### [Position annotation rows]
----------------

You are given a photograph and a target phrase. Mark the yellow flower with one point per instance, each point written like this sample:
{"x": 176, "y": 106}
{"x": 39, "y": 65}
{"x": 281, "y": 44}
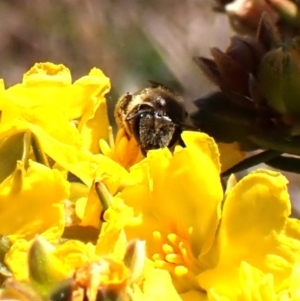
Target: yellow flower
{"x": 179, "y": 197}
{"x": 255, "y": 228}
{"x": 46, "y": 103}
{"x": 125, "y": 150}
{"x": 26, "y": 196}
{"x": 255, "y": 285}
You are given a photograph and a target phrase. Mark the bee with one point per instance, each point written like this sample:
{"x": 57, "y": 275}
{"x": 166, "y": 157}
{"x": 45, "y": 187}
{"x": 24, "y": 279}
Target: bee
{"x": 154, "y": 116}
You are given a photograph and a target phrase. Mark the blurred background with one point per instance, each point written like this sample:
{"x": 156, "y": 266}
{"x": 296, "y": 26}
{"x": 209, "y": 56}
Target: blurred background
{"x": 132, "y": 41}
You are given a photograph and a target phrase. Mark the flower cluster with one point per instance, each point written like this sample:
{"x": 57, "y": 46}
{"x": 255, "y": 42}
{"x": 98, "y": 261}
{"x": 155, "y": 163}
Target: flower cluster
{"x": 86, "y": 218}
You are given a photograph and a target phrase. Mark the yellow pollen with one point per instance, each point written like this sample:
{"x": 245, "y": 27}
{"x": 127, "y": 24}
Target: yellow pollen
{"x": 167, "y": 249}
{"x": 180, "y": 271}
{"x": 111, "y": 137}
{"x": 156, "y": 257}
{"x": 174, "y": 239}
{"x": 157, "y": 235}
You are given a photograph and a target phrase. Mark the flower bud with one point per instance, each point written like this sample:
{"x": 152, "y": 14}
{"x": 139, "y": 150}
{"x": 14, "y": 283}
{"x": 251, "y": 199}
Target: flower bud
{"x": 44, "y": 267}
{"x": 279, "y": 79}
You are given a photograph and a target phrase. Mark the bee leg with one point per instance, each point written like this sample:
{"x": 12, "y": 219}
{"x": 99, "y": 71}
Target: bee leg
{"x": 181, "y": 142}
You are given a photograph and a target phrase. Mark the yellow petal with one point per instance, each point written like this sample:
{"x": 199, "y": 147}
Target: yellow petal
{"x": 94, "y": 122}
{"x": 180, "y": 192}
{"x": 230, "y": 154}
{"x": 255, "y": 228}
{"x": 32, "y": 199}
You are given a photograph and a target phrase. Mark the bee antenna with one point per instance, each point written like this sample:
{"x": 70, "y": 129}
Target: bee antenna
{"x": 155, "y": 84}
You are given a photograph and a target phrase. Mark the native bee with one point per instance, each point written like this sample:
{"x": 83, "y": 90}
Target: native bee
{"x": 154, "y": 116}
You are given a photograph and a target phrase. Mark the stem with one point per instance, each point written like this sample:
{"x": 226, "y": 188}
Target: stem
{"x": 262, "y": 157}
{"x": 289, "y": 164}
{"x": 283, "y": 146}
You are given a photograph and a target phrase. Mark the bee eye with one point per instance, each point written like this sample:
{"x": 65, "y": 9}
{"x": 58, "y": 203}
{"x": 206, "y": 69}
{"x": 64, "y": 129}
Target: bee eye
{"x": 161, "y": 103}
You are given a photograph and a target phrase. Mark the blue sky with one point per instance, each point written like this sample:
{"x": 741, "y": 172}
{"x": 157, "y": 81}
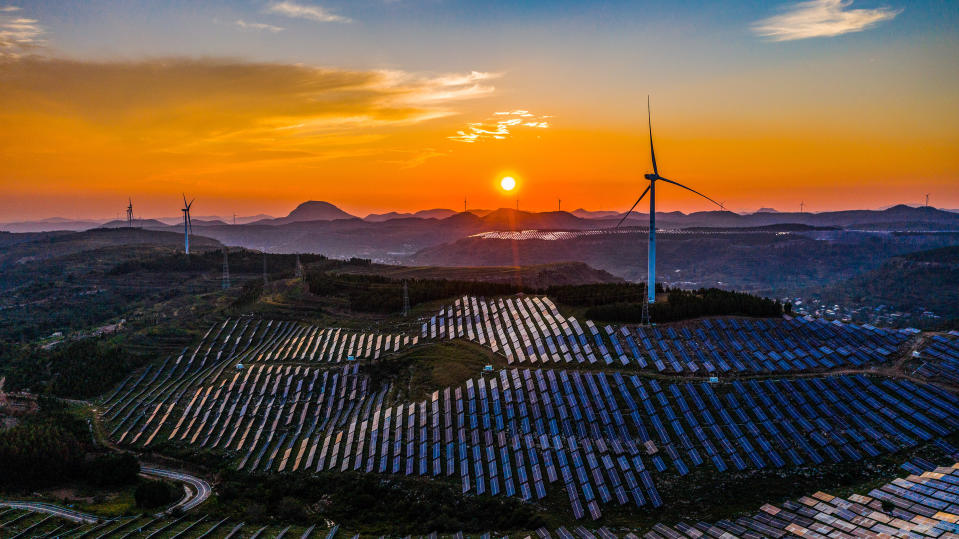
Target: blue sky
{"x": 847, "y": 92}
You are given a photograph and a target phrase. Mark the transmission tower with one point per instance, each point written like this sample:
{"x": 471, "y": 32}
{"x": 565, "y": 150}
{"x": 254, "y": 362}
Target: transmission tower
{"x": 226, "y": 270}
{"x": 644, "y": 318}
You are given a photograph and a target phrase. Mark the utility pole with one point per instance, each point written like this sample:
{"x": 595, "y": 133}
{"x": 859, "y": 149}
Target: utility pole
{"x": 226, "y": 270}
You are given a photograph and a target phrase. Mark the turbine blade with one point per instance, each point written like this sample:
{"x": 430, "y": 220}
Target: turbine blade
{"x": 652, "y": 153}
{"x": 634, "y": 207}
{"x": 693, "y": 190}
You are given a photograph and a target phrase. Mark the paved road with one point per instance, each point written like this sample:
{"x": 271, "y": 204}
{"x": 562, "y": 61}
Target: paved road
{"x": 62, "y": 512}
{"x": 201, "y": 489}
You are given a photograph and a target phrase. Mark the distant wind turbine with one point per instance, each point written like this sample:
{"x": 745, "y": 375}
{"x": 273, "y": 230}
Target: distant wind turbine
{"x": 651, "y": 189}
{"x": 187, "y": 223}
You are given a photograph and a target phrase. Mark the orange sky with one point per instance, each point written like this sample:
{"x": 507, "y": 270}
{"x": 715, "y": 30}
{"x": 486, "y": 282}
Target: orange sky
{"x": 859, "y": 130}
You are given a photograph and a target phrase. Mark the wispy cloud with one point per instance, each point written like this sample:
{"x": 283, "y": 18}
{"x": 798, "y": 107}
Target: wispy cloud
{"x": 18, "y": 34}
{"x": 821, "y": 18}
{"x": 305, "y": 11}
{"x": 501, "y": 126}
{"x": 258, "y": 26}
{"x": 213, "y": 115}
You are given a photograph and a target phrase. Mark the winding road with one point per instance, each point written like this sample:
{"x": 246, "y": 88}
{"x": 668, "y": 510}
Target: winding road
{"x": 201, "y": 490}
{"x": 62, "y": 512}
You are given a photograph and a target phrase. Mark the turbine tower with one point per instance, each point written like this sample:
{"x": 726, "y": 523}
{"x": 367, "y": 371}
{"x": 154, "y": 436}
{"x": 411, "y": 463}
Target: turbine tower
{"x": 651, "y": 189}
{"x": 187, "y": 224}
{"x": 226, "y": 270}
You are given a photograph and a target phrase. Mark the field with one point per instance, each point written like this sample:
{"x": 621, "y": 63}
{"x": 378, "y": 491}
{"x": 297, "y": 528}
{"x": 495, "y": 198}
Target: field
{"x": 592, "y": 423}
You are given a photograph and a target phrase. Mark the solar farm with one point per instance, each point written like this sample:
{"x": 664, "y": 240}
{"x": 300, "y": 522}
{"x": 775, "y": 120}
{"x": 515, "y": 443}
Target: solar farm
{"x": 940, "y": 357}
{"x": 597, "y": 414}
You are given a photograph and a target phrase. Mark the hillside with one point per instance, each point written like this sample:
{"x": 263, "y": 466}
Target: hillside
{"x": 539, "y": 276}
{"x": 760, "y": 261}
{"x": 311, "y": 210}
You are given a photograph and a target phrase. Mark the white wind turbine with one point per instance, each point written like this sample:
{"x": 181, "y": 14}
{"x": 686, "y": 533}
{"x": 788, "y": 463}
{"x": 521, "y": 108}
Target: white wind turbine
{"x": 651, "y": 189}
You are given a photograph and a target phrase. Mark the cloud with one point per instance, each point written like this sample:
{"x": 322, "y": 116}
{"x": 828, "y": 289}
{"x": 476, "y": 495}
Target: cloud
{"x": 18, "y": 34}
{"x": 501, "y": 126}
{"x": 821, "y": 18}
{"x": 258, "y": 26}
{"x": 305, "y": 11}
{"x": 210, "y": 115}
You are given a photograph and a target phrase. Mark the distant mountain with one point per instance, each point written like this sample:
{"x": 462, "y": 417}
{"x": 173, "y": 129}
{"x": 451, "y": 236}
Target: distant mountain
{"x": 381, "y": 217}
{"x": 540, "y": 276}
{"x": 602, "y": 214}
{"x": 510, "y": 219}
{"x": 137, "y": 223}
{"x": 313, "y": 210}
{"x": 49, "y": 245}
{"x": 436, "y": 213}
{"x": 920, "y": 280}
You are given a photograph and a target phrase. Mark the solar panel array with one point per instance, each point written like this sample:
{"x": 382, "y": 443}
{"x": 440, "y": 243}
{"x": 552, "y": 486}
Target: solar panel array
{"x": 21, "y": 523}
{"x": 296, "y": 405}
{"x": 600, "y": 435}
{"x": 532, "y": 330}
{"x": 940, "y": 357}
{"x": 925, "y": 504}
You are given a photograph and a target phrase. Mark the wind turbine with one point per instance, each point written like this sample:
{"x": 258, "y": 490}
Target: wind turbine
{"x": 187, "y": 224}
{"x": 651, "y": 189}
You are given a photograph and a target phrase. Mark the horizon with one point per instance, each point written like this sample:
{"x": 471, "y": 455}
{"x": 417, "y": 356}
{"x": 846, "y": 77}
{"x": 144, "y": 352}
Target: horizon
{"x": 263, "y": 215}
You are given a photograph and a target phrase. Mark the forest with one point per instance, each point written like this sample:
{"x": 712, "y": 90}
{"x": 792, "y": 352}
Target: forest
{"x": 54, "y": 445}
{"x": 382, "y": 505}
{"x": 77, "y": 369}
{"x": 609, "y": 302}
{"x": 686, "y": 304}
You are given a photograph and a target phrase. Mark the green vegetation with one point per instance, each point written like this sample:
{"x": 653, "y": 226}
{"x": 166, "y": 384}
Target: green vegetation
{"x": 369, "y": 503}
{"x": 79, "y": 369}
{"x": 432, "y": 366}
{"x": 376, "y": 294}
{"x": 152, "y": 494}
{"x": 924, "y": 280}
{"x": 686, "y": 304}
{"x": 54, "y": 445}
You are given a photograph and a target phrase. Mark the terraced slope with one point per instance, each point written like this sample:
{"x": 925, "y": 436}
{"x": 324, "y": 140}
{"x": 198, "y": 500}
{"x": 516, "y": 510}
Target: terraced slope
{"x": 281, "y": 396}
{"x": 532, "y": 330}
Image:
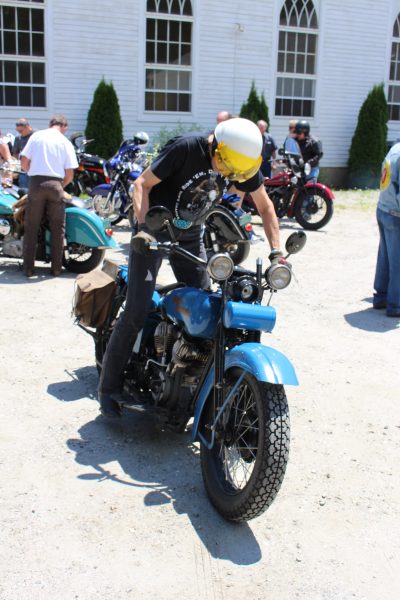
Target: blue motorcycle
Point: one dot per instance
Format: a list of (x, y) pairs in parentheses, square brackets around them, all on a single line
[(200, 356), (87, 236), (114, 200)]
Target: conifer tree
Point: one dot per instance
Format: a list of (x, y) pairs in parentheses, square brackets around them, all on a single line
[(104, 123), (255, 108), (369, 146)]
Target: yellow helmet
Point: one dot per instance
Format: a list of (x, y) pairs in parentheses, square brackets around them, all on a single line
[(237, 149)]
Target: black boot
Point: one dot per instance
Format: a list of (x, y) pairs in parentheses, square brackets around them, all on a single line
[(109, 405)]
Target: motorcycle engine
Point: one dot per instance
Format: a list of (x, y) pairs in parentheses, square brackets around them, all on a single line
[(11, 245)]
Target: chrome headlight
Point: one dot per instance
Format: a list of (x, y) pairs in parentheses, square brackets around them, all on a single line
[(220, 267), (278, 276)]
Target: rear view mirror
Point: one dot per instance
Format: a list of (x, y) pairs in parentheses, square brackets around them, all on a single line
[(295, 242), (157, 218)]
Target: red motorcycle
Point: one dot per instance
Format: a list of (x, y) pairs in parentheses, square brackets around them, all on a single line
[(311, 204)]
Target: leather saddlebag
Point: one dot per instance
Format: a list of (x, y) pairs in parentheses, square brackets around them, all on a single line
[(94, 294)]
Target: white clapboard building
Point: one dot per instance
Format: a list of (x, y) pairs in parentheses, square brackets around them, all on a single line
[(181, 61)]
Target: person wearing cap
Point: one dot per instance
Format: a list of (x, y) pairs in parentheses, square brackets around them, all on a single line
[(49, 159), (189, 176), (24, 133)]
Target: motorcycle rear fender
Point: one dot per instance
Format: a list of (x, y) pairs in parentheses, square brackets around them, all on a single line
[(85, 227), (227, 224), (310, 186), (101, 190), (264, 363)]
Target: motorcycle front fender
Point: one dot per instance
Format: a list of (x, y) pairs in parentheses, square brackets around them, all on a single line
[(264, 363), (101, 190), (85, 227)]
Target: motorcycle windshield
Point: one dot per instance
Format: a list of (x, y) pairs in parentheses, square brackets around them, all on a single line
[(291, 146)]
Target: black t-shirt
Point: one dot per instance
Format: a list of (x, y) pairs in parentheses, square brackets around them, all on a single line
[(189, 187)]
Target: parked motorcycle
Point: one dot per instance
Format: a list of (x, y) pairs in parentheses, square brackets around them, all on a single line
[(113, 200), (229, 229), (90, 171), (87, 237), (311, 204), (199, 355)]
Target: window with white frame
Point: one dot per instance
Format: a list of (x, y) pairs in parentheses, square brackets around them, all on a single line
[(394, 74), (22, 54), (297, 59), (168, 86)]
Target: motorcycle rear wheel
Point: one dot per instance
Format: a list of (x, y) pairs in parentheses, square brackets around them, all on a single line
[(313, 210), (82, 259), (244, 470)]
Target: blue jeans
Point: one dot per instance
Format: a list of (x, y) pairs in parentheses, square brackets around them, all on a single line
[(387, 274)]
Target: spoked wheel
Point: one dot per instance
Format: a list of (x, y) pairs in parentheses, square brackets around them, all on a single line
[(245, 468), (313, 210), (82, 259)]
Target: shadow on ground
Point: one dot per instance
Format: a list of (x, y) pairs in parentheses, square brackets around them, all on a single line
[(162, 462)]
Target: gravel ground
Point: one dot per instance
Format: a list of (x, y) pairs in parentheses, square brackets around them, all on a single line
[(92, 510)]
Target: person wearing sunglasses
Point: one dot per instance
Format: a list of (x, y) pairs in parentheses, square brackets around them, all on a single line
[(189, 176)]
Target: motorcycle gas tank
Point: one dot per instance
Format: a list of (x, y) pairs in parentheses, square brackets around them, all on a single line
[(6, 202), (196, 311), (278, 179)]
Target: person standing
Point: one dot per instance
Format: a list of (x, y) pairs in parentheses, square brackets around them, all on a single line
[(387, 272), (24, 133), (310, 148), (268, 150), (49, 159)]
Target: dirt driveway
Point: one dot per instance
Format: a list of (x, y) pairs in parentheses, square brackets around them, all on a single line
[(92, 511)]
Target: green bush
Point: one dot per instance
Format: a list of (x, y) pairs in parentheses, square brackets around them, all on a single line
[(255, 108), (104, 123), (369, 146)]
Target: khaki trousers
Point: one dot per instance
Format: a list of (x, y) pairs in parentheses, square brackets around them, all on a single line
[(46, 200)]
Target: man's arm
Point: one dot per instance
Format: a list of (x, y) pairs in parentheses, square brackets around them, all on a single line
[(25, 163), (141, 191), (68, 177), (267, 213)]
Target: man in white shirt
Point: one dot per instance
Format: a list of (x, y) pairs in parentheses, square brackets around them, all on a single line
[(49, 159)]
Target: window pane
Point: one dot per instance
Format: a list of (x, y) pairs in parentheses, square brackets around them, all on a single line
[(39, 97), (162, 50), (10, 92), (38, 73), (23, 19), (37, 20), (10, 45), (186, 57), (24, 72), (174, 31), (24, 44), (184, 103), (186, 32), (174, 54), (150, 52), (10, 71), (37, 44), (8, 17), (25, 96)]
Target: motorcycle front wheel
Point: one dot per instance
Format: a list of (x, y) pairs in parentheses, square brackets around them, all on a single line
[(313, 210), (82, 259), (244, 470)]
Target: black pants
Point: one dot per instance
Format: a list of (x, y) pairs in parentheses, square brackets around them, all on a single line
[(46, 199), (143, 270)]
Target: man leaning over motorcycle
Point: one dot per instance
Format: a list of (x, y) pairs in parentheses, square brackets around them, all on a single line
[(189, 176)]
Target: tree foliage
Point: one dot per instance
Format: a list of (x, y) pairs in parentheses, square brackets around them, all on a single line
[(369, 143), (104, 123), (255, 108)]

----------------

Rewrite the lines between the one holding "Mark the green" and the one holding "[(220, 267), (278, 276)]", inclusive, as a Markdown table with the columns Index and Entry. Skip blank lines and leave the pictures out.

### [SOLUTION]
| Index | Entry |
|---|---|
| 1 | You are given a photograph and a target phrase. Mark the green vegetation with one point per instance, each point written like this sample: |
| 2 | {"x": 653, "y": 226} |
| 3 | {"x": 166, "y": 384} |
| 4 | Target: green vegetation |
| 5 | {"x": 369, "y": 503} |
| 6 | {"x": 79, "y": 369} |
| 7 | {"x": 432, "y": 366} |
| 8 | {"x": 376, "y": 294} |
| 9 | {"x": 152, "y": 494} |
| 10 | {"x": 924, "y": 280} |
| 11 | {"x": 686, "y": 304} |
| 12 | {"x": 54, "y": 445} |
| 13 | You are given a photograph and a target phrase. Mark the terraced slope with one point per instance, each point written like this sample: |
| 14 | {"x": 925, "y": 436} |
| 15 | {"x": 324, "y": 140} |
| 16 | {"x": 198, "y": 500} |
| 17 | {"x": 516, "y": 510} |
| 18 | Target: terraced slope |
| 19 | {"x": 281, "y": 396} |
| 20 | {"x": 532, "y": 330} |
| 21 | Image: |
| 22 | Target: blue motorcycle |
| 23 | Point: one dot per instance |
| 24 | Format: a list of (x, y) pairs in parentheses, square brackets around them, all on a single line |
| 25 | [(200, 356), (87, 236), (114, 200)] |
| 26 | Target: conifer tree |
| 27 | Point: one dot per instance |
| 28 | Format: a list of (x, y) pairs in parentheses, square brackets around them, all on a single line |
| 29 | [(104, 123), (255, 108), (369, 146)] |
| 30 | Target: yellow helmet |
| 31 | Point: one dot per instance |
| 32 | Format: a list of (x, y) pairs in parentheses, square brackets around them, all on a single line |
| 33 | [(237, 149)] |
| 34 | Target: black boot |
| 35 | Point: one dot per instance |
| 36 | Format: a list of (x, y) pairs in parentheses, square brackets around them, all on a single line |
| 37 | [(109, 405)] |
| 38 | Target: motorcycle engine |
| 39 | Point: one dot per instance |
| 40 | Format: a list of (x, y) pairs in parentheses, square brackets around them, all on a single line |
| 41 | [(11, 245)] |
| 42 | Target: chrome headlight |
| 43 | Point: one dot per instance |
| 44 | Format: a list of (x, y) pairs in parentheses, square brackets around them, all on a single line |
| 45 | [(220, 267), (278, 276)] |